### Aim
Copy the items below word for word, starting at the very beginning and stopping after the line that contains "<point>435,21</point>".

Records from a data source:
☆ ☆ ☆ ☆ ☆
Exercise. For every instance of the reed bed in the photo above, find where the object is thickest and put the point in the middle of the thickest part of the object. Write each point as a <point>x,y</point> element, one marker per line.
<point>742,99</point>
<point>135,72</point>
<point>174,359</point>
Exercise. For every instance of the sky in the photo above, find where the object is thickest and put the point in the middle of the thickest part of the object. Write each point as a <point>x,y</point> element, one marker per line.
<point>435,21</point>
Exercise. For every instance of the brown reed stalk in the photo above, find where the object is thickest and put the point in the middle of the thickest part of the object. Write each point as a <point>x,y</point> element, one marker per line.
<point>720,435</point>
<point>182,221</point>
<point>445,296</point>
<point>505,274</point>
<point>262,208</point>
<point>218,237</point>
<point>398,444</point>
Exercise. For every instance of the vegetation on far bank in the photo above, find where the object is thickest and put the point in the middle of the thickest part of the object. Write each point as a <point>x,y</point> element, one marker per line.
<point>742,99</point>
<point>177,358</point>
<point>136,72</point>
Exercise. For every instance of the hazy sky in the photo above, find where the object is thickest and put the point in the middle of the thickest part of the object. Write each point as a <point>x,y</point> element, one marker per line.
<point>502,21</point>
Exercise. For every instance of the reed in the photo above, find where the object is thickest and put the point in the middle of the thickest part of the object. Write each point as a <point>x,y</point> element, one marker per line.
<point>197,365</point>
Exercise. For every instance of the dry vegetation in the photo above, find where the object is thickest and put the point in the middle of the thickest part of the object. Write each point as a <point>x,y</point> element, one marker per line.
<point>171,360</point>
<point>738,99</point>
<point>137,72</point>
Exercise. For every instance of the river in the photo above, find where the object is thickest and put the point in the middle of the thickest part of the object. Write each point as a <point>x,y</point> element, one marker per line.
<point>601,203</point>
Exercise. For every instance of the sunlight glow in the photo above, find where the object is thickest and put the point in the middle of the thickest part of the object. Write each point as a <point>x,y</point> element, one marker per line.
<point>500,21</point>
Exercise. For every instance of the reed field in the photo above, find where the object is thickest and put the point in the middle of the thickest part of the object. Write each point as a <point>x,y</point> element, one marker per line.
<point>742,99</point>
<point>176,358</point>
☆ ☆ ☆ ☆ ☆
### Task output
Exercise. For every instance of the reed bed in the photo above, find where the object is thickest and put the point in the middle of the thickest part of the object. Write each point as a <point>x,y</point> element, one marker per line.
<point>742,99</point>
<point>135,72</point>
<point>174,359</point>
Exercise. For every instance of the sky in the photo above, find where the object is thickest and put the point in the middle of the thickest part of the object. Write each point as a <point>x,y</point> element, one marker per line.
<point>435,21</point>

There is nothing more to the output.